A verbatim copy of all the data is required; the pictures should not appear in it.

(MATERIAL FOR THIS TASK begins)

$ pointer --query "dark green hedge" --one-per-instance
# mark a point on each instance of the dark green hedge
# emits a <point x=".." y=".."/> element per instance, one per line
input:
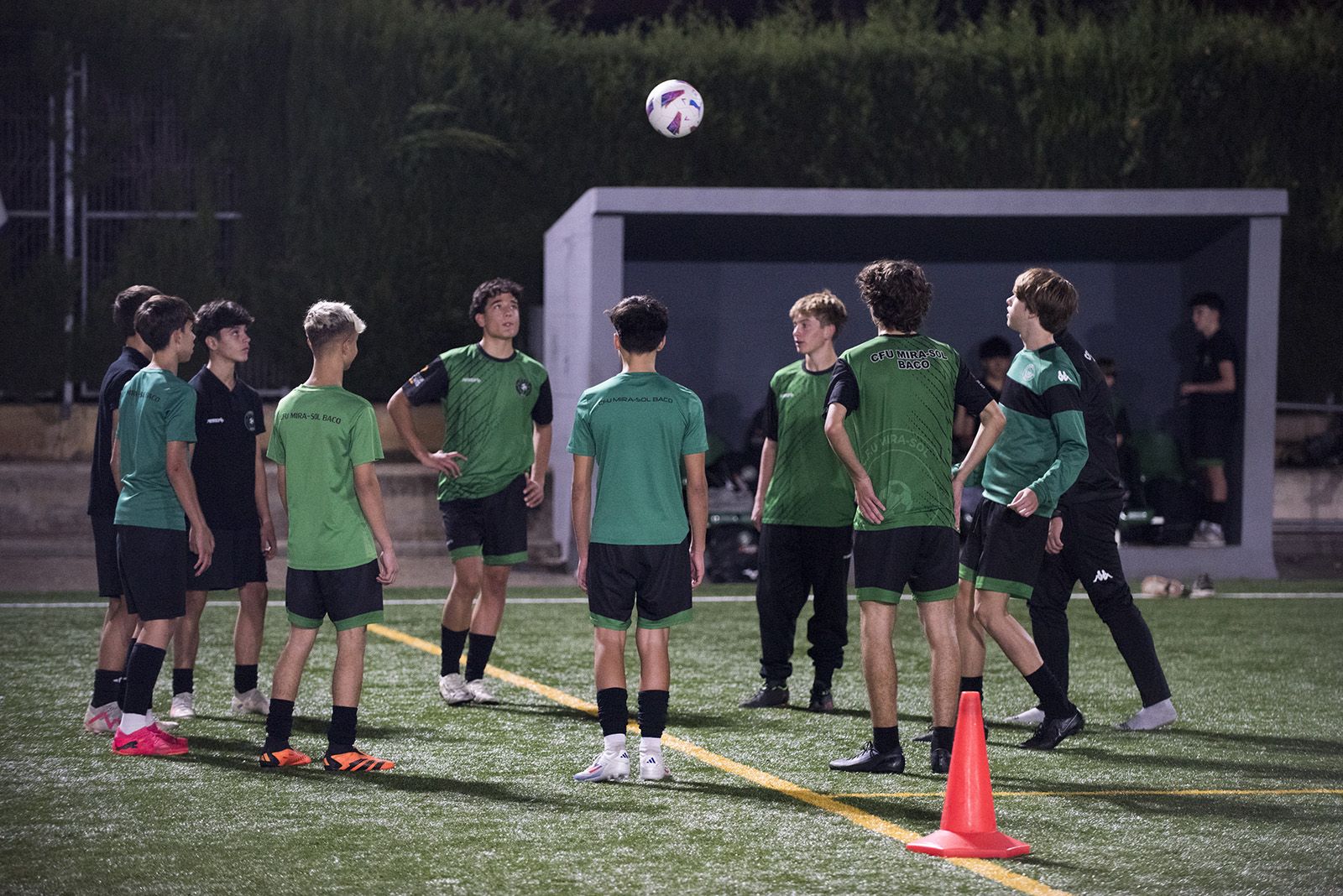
<point x="395" y="154"/>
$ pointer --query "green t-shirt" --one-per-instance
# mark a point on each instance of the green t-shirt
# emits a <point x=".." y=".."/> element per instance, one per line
<point x="809" y="486"/>
<point x="489" y="408"/>
<point x="901" y="392"/>
<point x="638" y="427"/>
<point x="156" y="408"/>
<point x="1044" y="445"/>
<point x="320" y="435"/>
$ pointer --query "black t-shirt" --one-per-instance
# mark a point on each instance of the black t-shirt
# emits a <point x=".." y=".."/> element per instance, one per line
<point x="225" y="459"/>
<point x="102" y="491"/>
<point x="1099" y="477"/>
<point x="1208" y="362"/>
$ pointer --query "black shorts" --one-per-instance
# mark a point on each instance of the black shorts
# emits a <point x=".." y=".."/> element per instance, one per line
<point x="105" y="555"/>
<point x="152" y="571"/>
<point x="922" y="557"/>
<point x="653" y="577"/>
<point x="494" y="528"/>
<point x="1004" y="550"/>
<point x="351" y="597"/>
<point x="237" y="561"/>
<point x="1212" y="439"/>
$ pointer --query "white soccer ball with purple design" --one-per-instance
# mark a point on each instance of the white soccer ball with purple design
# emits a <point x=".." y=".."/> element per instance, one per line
<point x="675" y="107"/>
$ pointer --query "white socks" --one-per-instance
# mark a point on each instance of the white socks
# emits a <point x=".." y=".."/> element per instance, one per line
<point x="1150" y="718"/>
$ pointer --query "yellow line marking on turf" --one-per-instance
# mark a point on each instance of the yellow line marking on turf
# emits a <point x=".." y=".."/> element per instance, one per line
<point x="980" y="867"/>
<point x="910" y="794"/>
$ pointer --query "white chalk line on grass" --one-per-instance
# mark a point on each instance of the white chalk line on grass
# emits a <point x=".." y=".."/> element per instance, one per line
<point x="708" y="598"/>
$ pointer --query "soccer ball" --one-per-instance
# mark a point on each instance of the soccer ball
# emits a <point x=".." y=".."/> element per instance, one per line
<point x="675" y="107"/>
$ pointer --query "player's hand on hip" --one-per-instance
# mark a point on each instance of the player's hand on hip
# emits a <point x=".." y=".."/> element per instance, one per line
<point x="387" y="566"/>
<point x="201" y="542"/>
<point x="1025" y="503"/>
<point x="1054" y="544"/>
<point x="268" y="539"/>
<point x="870" y="504"/>
<point x="534" y="492"/>
<point x="445" y="461"/>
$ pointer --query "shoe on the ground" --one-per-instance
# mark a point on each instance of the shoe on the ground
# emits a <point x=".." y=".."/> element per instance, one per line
<point x="868" y="759"/>
<point x="286" y="757"/>
<point x="1152" y="718"/>
<point x="1053" y="730"/>
<point x="480" y="691"/>
<point x="453" y="690"/>
<point x="183" y="706"/>
<point x="149" y="741"/>
<point x="1032" y="716"/>
<point x="769" y="695"/>
<point x="823" y="701"/>
<point x="606" y="766"/>
<point x="355" y="761"/>
<point x="651" y="768"/>
<point x="102" y="719"/>
<point x="253" y="701"/>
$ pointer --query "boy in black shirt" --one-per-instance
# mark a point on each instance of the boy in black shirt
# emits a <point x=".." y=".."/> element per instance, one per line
<point x="232" y="484"/>
<point x="1212" y="409"/>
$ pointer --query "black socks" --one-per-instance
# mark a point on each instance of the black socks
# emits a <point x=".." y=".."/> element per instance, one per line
<point x="245" y="678"/>
<point x="141" y="674"/>
<point x="613" y="710"/>
<point x="452" y="643"/>
<point x="478" y="655"/>
<point x="1052" y="698"/>
<point x="653" y="712"/>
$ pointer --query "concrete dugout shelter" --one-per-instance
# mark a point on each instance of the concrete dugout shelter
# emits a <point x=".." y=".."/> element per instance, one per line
<point x="729" y="263"/>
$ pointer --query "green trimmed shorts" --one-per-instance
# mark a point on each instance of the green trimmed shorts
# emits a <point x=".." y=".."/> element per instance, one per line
<point x="351" y="597"/>
<point x="1004" y="550"/>
<point x="888" y="560"/>
<point x="655" y="578"/>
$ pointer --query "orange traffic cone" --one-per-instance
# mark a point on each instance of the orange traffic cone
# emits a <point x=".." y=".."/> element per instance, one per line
<point x="969" y="826"/>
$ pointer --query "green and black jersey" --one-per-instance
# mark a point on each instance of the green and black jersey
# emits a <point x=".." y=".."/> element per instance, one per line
<point x="1044" y="445"/>
<point x="809" y="486"/>
<point x="489" y="407"/>
<point x="900" y="392"/>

(MATERIAL FOR THIS TASK ends)

● WRITTEN RESPONSE:
$ pointer --query "dark green hedge" --one-per-instance
# mark a point on each instance of the dark green hedge
# emits a <point x=".." y=".."/> element per instance, one per line
input:
<point x="395" y="154"/>
$ pointer --query "green t-shirt" --one-per-instance
# mark a point on each instance of the green t-shirt
# emits a <point x=".." y=".."/> element per instance, one per line
<point x="809" y="486"/>
<point x="489" y="408"/>
<point x="901" y="392"/>
<point x="638" y="427"/>
<point x="156" y="408"/>
<point x="1044" y="445"/>
<point x="320" y="435"/>
$ pointer --query "black t-shirt" --one-per-instance
# mark a point on each instance of the black t-shirt
# emits a <point x=".." y=".."/> element per instance, one per line
<point x="225" y="459"/>
<point x="102" y="491"/>
<point x="1099" y="477"/>
<point x="1208" y="362"/>
$ pointer --query "black shorts" --one-per-instance
# mark a point on each instance of the black shorts
# emits a <point x=".." y=".."/> element per instance, one per line
<point x="105" y="555"/>
<point x="152" y="571"/>
<point x="922" y="557"/>
<point x="653" y="577"/>
<point x="494" y="528"/>
<point x="1004" y="550"/>
<point x="351" y="597"/>
<point x="237" y="561"/>
<point x="1212" y="439"/>
$ pointer --query "white soccer ball with purple design" --one-per-instance
# mark a point on each instance of the white soccer ball with purple design
# emits a <point x=".." y=".."/> element per instance, one per line
<point x="675" y="107"/>
$ pointer --query "white socks" --one-per-instance
# mark a point on each instance of the white socks
# emits a <point x=".." y=".."/> element per instance, one per line
<point x="1150" y="718"/>
$ pointer --query "yellow line marking on turf" --one-per-instance
# mark a point on each instance of the yellow line marking on turf
# emits a <point x=".." y=".."/> element per instance, one per line
<point x="980" y="867"/>
<point x="910" y="794"/>
$ pointer --query "white chalk line on grass" --one-per-instance
# mark a point on each instance of the white chalk line on grass
# emits a <point x=".." y=".."/> element per instance, one per line
<point x="708" y="598"/>
$ pointer --query "soccer ball" --one-per-instance
# mark a point on each instance of the soccer ball
# emits a <point x=".." y=".."/> element per instance, one per line
<point x="675" y="107"/>
$ pointer --query "player's hand on hip" --one-per-instance
# mark a point on each instance of the player's hand on hip
# emits a <point x=".." y=".."/> element per instance, one per line
<point x="387" y="566"/>
<point x="201" y="542"/>
<point x="1025" y="503"/>
<point x="1054" y="544"/>
<point x="268" y="539"/>
<point x="870" y="504"/>
<point x="534" y="492"/>
<point x="445" y="461"/>
$ pointer --query "shoe on the ground" --one-per-instance
# mark a point on each instance of the shoe on the ground
# emits a <point x=".." y=".."/> element per instance, one per line
<point x="868" y="759"/>
<point x="286" y="757"/>
<point x="1152" y="718"/>
<point x="1053" y="730"/>
<point x="480" y="691"/>
<point x="453" y="690"/>
<point x="183" y="706"/>
<point x="149" y="741"/>
<point x="1032" y="716"/>
<point x="769" y="695"/>
<point x="823" y="701"/>
<point x="606" y="766"/>
<point x="355" y="761"/>
<point x="651" y="768"/>
<point x="102" y="719"/>
<point x="253" y="701"/>
$ pointer --query "boy in black shirt" --one-per-instance
# mark a point on each instance of the boy in black shirt
# emits a <point x=".." y=".."/> element per instance, one per line
<point x="232" y="484"/>
<point x="1212" y="409"/>
$ pointer --query "black socks" --one-per-instance
# mark a point on each instance of the black socks
# emits a <point x=".." y=".."/> element per instance, one per line
<point x="245" y="678"/>
<point x="141" y="674"/>
<point x="613" y="710"/>
<point x="452" y="643"/>
<point x="478" y="655"/>
<point x="1052" y="698"/>
<point x="653" y="712"/>
$ pointer --query "concrete dugout shelter" --one-per-instance
# mark a point on each instance of the concrete dugout shelter
# emits a <point x=".." y=".."/> element per instance, one per line
<point x="729" y="263"/>
$ pointer --query "green trimmed shorts" --one-per-instance
# mark a point on each instance of the green trimmed shorts
# emits a <point x=".." y=".."/> element per instance, one per line
<point x="351" y="597"/>
<point x="1004" y="550"/>
<point x="888" y="560"/>
<point x="655" y="578"/>
$ pointer --query "orange traffic cone" --one-per-instance
# mark a point on each instance of the orange traffic cone
# emits a <point x=".." y=".."/> element per instance, one per line
<point x="969" y="826"/>
$ pointer --query "green and black jersey" --one-per-instance
# mark a point on each instance of the green and black jersey
# emits a <point x=".." y=".."/> element per instance, one per line
<point x="1044" y="445"/>
<point x="809" y="486"/>
<point x="489" y="407"/>
<point x="900" y="392"/>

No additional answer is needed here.